## Stored items from a collection
——————————

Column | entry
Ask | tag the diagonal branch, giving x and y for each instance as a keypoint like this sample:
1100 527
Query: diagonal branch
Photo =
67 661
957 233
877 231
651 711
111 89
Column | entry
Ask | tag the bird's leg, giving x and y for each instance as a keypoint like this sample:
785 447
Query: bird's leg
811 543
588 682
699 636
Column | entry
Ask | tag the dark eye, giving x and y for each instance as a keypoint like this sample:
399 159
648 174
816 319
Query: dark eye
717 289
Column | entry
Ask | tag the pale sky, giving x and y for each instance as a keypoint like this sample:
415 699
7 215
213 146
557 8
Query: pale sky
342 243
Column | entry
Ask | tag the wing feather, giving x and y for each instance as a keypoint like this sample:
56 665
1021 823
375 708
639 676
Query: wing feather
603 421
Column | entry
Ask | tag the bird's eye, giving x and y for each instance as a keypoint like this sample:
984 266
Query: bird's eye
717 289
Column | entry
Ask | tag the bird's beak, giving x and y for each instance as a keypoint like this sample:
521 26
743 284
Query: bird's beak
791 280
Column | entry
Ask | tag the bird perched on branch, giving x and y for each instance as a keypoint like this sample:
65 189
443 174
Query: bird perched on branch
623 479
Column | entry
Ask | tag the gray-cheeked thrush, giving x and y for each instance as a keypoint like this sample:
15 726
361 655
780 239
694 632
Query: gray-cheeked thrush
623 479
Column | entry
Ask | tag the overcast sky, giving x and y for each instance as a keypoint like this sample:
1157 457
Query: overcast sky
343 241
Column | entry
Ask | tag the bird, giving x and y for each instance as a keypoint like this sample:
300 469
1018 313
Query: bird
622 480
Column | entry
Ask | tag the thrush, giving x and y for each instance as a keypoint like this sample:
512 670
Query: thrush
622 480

——————————

## What is required
Read the entries and pick out all lines that include the word "diagonal".

## Reply
Ask | tag the diagonal branch, giving x and y for each instance as a keypoint like this sample:
Query: diagonal branch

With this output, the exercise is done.